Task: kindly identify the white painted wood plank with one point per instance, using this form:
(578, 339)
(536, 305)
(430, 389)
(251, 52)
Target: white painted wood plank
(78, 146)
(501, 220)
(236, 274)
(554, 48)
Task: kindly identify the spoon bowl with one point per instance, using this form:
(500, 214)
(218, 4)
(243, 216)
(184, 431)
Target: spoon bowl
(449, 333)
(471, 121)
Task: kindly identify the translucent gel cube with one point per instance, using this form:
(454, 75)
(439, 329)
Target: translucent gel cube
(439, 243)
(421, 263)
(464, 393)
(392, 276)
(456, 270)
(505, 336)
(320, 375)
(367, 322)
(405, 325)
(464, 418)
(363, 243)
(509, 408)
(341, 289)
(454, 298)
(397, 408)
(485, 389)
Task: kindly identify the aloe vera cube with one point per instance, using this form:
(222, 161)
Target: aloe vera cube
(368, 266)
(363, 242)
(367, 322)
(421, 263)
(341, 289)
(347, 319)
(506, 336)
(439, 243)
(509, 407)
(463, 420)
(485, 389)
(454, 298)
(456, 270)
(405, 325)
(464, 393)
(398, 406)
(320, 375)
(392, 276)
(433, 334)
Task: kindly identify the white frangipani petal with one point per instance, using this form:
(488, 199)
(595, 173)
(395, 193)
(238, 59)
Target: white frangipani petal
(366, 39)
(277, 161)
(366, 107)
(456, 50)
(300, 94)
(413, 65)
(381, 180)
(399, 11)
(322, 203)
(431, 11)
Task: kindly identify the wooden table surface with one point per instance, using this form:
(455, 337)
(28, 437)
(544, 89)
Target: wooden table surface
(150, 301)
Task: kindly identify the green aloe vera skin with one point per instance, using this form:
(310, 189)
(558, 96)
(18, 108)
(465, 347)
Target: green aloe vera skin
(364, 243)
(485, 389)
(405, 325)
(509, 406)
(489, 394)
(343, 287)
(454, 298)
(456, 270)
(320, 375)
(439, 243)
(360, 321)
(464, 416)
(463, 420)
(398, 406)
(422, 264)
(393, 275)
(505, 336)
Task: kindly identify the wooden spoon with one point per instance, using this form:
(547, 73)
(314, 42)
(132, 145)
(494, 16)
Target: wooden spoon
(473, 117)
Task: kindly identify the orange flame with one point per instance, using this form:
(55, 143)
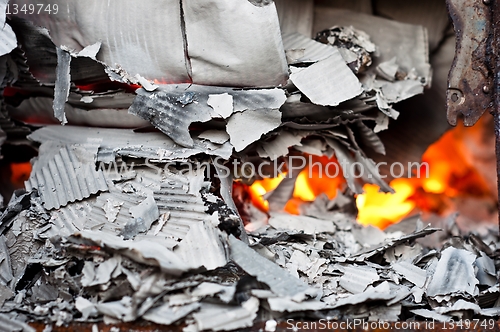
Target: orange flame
(445, 175)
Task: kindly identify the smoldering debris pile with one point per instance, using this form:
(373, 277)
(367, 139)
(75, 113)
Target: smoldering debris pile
(161, 253)
(126, 216)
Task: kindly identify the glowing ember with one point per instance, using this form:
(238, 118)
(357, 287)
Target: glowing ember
(451, 175)
(383, 209)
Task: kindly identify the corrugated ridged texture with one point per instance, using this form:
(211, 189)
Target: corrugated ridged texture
(98, 219)
(68, 220)
(185, 208)
(66, 179)
(125, 142)
(173, 108)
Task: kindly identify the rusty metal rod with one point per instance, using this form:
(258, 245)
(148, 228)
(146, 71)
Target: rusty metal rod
(496, 89)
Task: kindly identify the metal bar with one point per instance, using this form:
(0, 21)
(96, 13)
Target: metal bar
(496, 88)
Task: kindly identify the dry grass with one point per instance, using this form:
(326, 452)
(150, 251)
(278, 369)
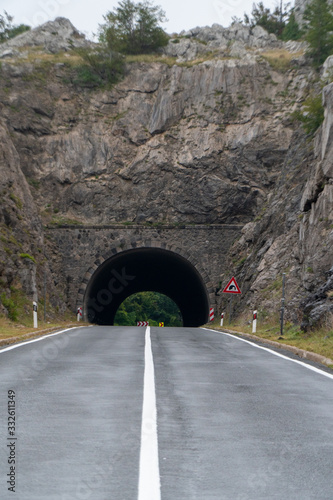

■ ■ ■

• Direction:
Arrange the lines above as a numbered list, skipping any blank lines. Leave the pictures out of your answer.

• Expected answer:
1. Task: kindly identify the white painted wood plank with one point per instance, using this form:
2. (578, 339)
3. (536, 305)
4. (430, 389)
5. (251, 52)
6. Target: white painted wood plank
7. (78, 146)
8. (501, 220)
9. (236, 274)
10. (554, 48)
11. Task: kindly identify the spoon bowl with one point per instance, using this form:
12. (500, 214)
13. (218, 4)
14. (243, 216)
15. (184, 431)
16. Target: spoon bowl
17. (449, 333)
18. (471, 121)
19. Task: kindly identify the translucent gel cube with one point per instance, using this form:
20. (454, 75)
21. (439, 329)
22. Target: translucent gel cube
23. (439, 243)
24. (421, 263)
25. (464, 393)
26. (392, 276)
27. (456, 270)
28. (505, 336)
29. (320, 375)
30. (367, 322)
31. (405, 325)
32. (464, 418)
33. (363, 243)
34. (509, 408)
35. (341, 289)
36. (454, 298)
37. (397, 408)
38. (485, 389)
39. Task: kindly identify the aloe vera cube with one point per instance, using this form:
40. (222, 161)
41. Target: aloe vera cube
42. (368, 266)
43. (363, 242)
44. (367, 322)
45. (421, 263)
46. (341, 289)
47. (347, 319)
48. (506, 336)
49. (439, 243)
50. (509, 407)
51. (463, 420)
52. (485, 389)
53. (454, 298)
54. (456, 270)
55. (405, 325)
56. (464, 393)
57. (398, 406)
58. (320, 375)
59. (392, 276)
60. (433, 334)
61. Task: kindly identify the white frangipani petal with one point per instance, using this form:
62. (488, 199)
63. (595, 173)
64. (395, 193)
65. (238, 59)
66. Target: white frangipani petal
67. (366, 39)
68. (277, 161)
69. (366, 107)
70. (456, 50)
71. (300, 94)
72. (413, 65)
73. (381, 180)
74. (399, 11)
75. (322, 203)
76. (431, 11)
77. Task: kindly identify the wooden table surface with one point per instance, using this form:
78. (455, 337)
79. (28, 437)
80. (544, 89)
81. Target: wooden table surface
82. (150, 301)
83. Task: kindly identify the green aloe vera skin with one point per instance, using this form:
84. (310, 189)
85. (558, 96)
86. (18, 108)
87. (465, 347)
88. Target: green aloe vera skin
89. (364, 243)
90. (485, 389)
91. (405, 325)
92. (509, 406)
93. (489, 394)
94. (343, 287)
95. (454, 298)
96. (456, 270)
97. (320, 375)
98. (439, 243)
99. (360, 321)
100. (464, 416)
101. (463, 420)
102. (398, 406)
103. (422, 264)
104. (393, 275)
105. (505, 336)
106. Task: kindly identify the wooden spoon with one point per instance, using this form:
107. (547, 73)
108. (314, 42)
109. (132, 145)
110. (494, 16)
111. Target: wooden spoon
112. (473, 117)
113. Task: kindly identify the orange flame with one point per instance, using this form:
114. (55, 143)
115. Target: orange flame
116. (445, 175)
117. Task: kindly identify the smoldering debris pile with one point per instance, using this form:
118. (373, 277)
119. (367, 139)
120. (75, 113)
121. Target: smoldering debris pile
122. (161, 253)
123. (126, 216)
124. Task: kindly identify the glowing ember with one point per instance, using this form:
125. (238, 118)
126. (357, 287)
127. Target: glowing ember
128. (451, 175)
129. (383, 209)
130. Task: kindly identify the corrugated ridged texture with one point per instance, using this form:
131. (211, 189)
132. Target: corrugated ridged texture
133. (98, 219)
134. (68, 220)
135. (185, 208)
136. (66, 179)
137. (125, 142)
138. (173, 108)
139. Task: kindly identify the rusty metal rod with one point per instance, using this form:
140. (258, 245)
141. (148, 228)
142. (146, 71)
143. Target: rusty metal rod
144. (496, 89)
145. Task: kindly identify the metal bar with one point per instance, using this form:
146. (0, 21)
147. (96, 13)
148. Target: metal bar
149. (496, 88)
150. Task: kindly identify the dry grass with one point per instance, using this form:
151. (326, 452)
152. (150, 251)
153. (278, 369)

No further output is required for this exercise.